**PROBLEM REQUIREMENTS**
Only the pictures are to be dropped, and the rest of the data should be copied exactly.

Point localization data:
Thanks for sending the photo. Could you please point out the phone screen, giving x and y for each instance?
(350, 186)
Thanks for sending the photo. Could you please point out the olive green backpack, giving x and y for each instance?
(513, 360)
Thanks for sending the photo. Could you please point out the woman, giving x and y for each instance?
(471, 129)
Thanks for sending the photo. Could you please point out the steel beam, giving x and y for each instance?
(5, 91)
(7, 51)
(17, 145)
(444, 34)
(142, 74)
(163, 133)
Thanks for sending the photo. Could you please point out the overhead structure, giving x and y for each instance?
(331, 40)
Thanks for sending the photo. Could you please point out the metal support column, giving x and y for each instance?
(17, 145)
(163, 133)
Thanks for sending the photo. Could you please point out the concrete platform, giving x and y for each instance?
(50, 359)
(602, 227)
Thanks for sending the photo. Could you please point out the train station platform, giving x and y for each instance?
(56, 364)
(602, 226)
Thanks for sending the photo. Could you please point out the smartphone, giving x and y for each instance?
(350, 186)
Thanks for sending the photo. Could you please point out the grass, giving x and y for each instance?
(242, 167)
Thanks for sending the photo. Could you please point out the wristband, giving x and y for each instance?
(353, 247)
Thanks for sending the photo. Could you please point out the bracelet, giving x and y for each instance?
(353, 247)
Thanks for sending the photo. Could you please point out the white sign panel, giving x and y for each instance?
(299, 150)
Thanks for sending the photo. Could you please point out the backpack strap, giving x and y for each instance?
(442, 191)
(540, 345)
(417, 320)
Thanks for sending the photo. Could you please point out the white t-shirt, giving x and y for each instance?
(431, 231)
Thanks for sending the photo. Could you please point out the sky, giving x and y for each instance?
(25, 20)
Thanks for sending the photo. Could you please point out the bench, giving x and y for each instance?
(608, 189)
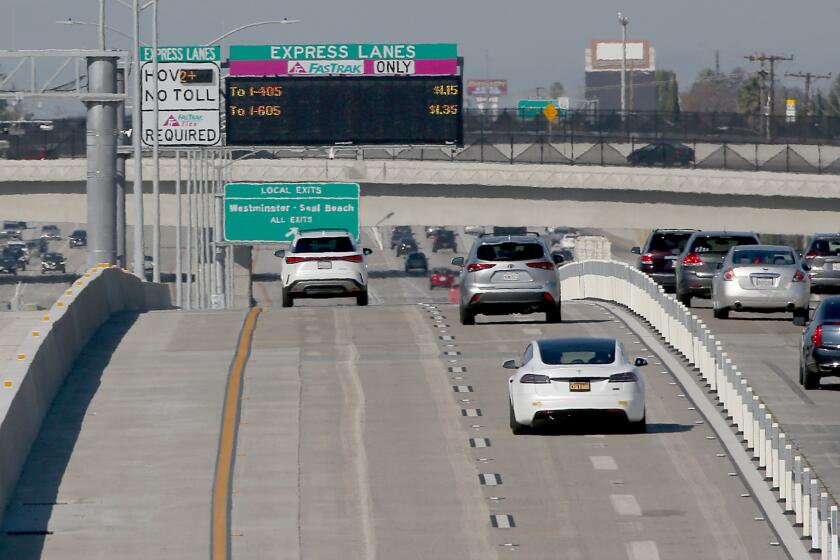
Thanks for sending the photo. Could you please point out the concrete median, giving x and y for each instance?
(31, 378)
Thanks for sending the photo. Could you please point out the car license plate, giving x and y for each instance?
(579, 386)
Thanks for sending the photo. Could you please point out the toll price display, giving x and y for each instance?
(358, 110)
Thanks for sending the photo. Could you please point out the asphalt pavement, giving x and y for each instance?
(366, 432)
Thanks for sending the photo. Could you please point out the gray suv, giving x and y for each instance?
(509, 274)
(701, 258)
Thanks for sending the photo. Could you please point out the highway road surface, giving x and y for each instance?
(364, 432)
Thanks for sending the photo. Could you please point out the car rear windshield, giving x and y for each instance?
(762, 257)
(510, 251)
(577, 351)
(825, 246)
(673, 243)
(324, 245)
(720, 244)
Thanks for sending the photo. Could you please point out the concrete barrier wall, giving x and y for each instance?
(31, 378)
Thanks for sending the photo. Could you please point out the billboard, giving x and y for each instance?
(487, 88)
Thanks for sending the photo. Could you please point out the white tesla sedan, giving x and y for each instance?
(567, 377)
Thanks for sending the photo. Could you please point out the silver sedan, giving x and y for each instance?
(764, 279)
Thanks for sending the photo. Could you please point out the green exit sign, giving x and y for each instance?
(274, 212)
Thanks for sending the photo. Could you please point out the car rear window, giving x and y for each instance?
(763, 257)
(720, 243)
(825, 246)
(324, 245)
(668, 242)
(510, 251)
(577, 351)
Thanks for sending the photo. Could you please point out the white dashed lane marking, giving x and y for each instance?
(603, 463)
(502, 521)
(490, 479)
(625, 504)
(642, 550)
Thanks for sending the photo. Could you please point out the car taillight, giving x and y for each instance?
(692, 259)
(475, 267)
(534, 378)
(816, 338)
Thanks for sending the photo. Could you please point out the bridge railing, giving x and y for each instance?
(32, 377)
(789, 474)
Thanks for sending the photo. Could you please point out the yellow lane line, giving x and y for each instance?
(220, 530)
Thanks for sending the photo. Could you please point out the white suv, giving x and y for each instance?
(323, 264)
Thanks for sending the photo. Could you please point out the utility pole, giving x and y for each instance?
(808, 77)
(771, 94)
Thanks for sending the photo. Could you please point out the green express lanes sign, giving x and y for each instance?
(273, 212)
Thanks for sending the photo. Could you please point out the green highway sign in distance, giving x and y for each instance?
(273, 212)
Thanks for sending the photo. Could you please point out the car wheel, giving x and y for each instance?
(288, 300)
(467, 317)
(515, 426)
(639, 427)
(362, 299)
(810, 380)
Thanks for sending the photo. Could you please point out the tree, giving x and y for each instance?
(749, 96)
(667, 91)
(713, 92)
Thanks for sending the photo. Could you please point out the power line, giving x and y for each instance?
(772, 59)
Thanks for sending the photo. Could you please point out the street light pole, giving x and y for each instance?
(623, 20)
(136, 125)
(155, 152)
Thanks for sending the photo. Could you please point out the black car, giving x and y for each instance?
(53, 262)
(659, 254)
(416, 263)
(78, 238)
(406, 246)
(399, 234)
(8, 264)
(666, 154)
(820, 349)
(445, 239)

**RESULT**
Thanks for sending the photo. Could you please point out the phone screen, giving x and y for each instance?
(350, 186)
Thanks for sending the photo. Could you please point out the olive green backpack, giving x and y for each instance?
(513, 360)
Thanks for sending the photo. Could you please point out the woman, giving x and y for each instance?
(471, 129)
Thanks for sending the photo. Could you please point out the steel beam, giving x and y for each instance?
(5, 91)
(7, 51)
(17, 145)
(444, 34)
(142, 74)
(163, 133)
Thanks for sending the photo. Could you please point out the overhead structure, giving x and y for each instance?
(331, 40)
Thanks for sending the photo. Could you please point out the metal support column, giving x and y for each instance?
(17, 145)
(163, 133)
Thanks for sending the photo. Could you please point out the concrete platform, giving x and y for each instance?
(50, 359)
(602, 227)
Thanks for sending the photo. Could you please point out the train station platform, giving x and y for each instance?
(56, 364)
(602, 226)
Thanks for sending the photo. Could you please point out the smartphone, giving x and y for each instance?
(350, 186)
Thanks for sending the photo. Could you please point out the grass, giving x and y for each instance?
(242, 167)
Thanks for sending the photo. Could you please point out the wristband, giving x and y for each instance?
(353, 247)
Thanks for sending the photo. Could you please point out the bracelet, giving x and y for each instance?
(353, 247)
Thanks for sending the photo. Could you please point out the white sign panel, giving x and y for each instance?
(299, 150)
Thanks for sending the photo. Could you please point out the backpack strap, giving x and y for each instance?
(442, 191)
(540, 345)
(417, 320)
Thanks for sending the photo. Could you please point out the white t-shirt, giving x and y for each instance?
(431, 231)
Thanks for sending the photo. Could you please point out the sky, giving x and y for each instance?
(25, 20)
Thanks for sending the photo. Could you please point out the bench, giving x and y for each instance?
(608, 189)
Thanks for sending the photo. Could you please point out the concrete median, giving x and y for each instance?
(31, 378)
Thanks for sending the photo. Could you please point out the car license plate, giving x and y for each instance?
(579, 386)
Thanks for sending the photo. Could you please point out the toll price display, giving x and y for each instance?
(358, 110)
Thanks for sending the photo. Could you please point out the asphalt pavement, giving x and y for each instance?
(366, 432)
Thanks for sending the photo. Could you please point out the gray suv, giving x and y for each instance?
(509, 274)
(701, 258)
Thanks for sending the photo. Could you please point out the highway road surface, giving x and y for each instance?
(364, 432)
Thanks for sending the photo. Could you please point out the car rear windshield, giving x and y for each instance?
(762, 257)
(510, 251)
(577, 351)
(825, 246)
(673, 243)
(324, 245)
(720, 244)
Thanks for sending the photo. Could you please point out the concrete barrier wall, giving x and y for each instance?
(31, 378)
Thanks for sending the photo. Could you please point out the billboard, giving x and y for each instance?
(487, 88)
Thanks for sending the photo. Could you please point out the white tesla sedan, giving x and y for each instance?
(567, 377)
Thanks for sending the photo. Could you please point out the silver sedan, giving x and y for each instance?
(764, 279)
Thanks for sending the photo. Could you please point out the green exit sign, giving x and y for each instance?
(274, 212)
Thanks for sending the photo. Could you please point out the car rear window, giving x and y for each instance?
(763, 257)
(720, 243)
(825, 246)
(324, 245)
(668, 242)
(510, 251)
(577, 351)
Thanks for sending the photo. Could you please point out the white dashed lane marking, giving x and y for each instance?
(603, 463)
(502, 521)
(490, 479)
(625, 504)
(642, 550)
Thanks for sending the photo. Could you please point out the car taillight, giving x and y for each instance?
(692, 259)
(475, 267)
(534, 378)
(816, 338)
Thanks for sending the photo. Could you please point out the bridge railing, giving x and y for each instance?
(32, 377)
(789, 474)
Thanks for sending the photo. Could you please point out the yellow lane line, giving x and y for each instance?
(220, 530)
Thanks for sending the photo. Could you please point out the white suv, giving x and y for each instance?
(323, 264)
Thanks for sending the photo. Could you please point out the utility pole, giving x and y for each instance?
(808, 77)
(771, 94)
Thanks for sending the photo. Could you please point out the green express lanes sign, giving x and y for each instance?
(273, 212)
Thanks for sending the photo. Could you please point out the green highway sign in distance, giving x and y for each instance?
(273, 212)
Thanks for sending the photo. Could you please point out the car wheel, giving x and y for each instance?
(288, 300)
(467, 317)
(515, 426)
(639, 427)
(362, 299)
(810, 380)
Thanks for sending the photo. Could you please point out the tree, giving x and y for each instance?
(749, 96)
(667, 91)
(713, 92)
Thanks for sending the photo. Could you please point out the power line, giving x and y for each instance?
(772, 59)
Thanks for sending the photo. Could you please point out the street light pole, giving x and y for each instance?
(623, 20)
(136, 125)
(155, 152)
Thanks for sending the photo. Could you please point out the black car, giving x and y for each instance?
(53, 262)
(659, 254)
(416, 263)
(78, 238)
(406, 246)
(399, 234)
(8, 264)
(666, 154)
(820, 349)
(445, 239)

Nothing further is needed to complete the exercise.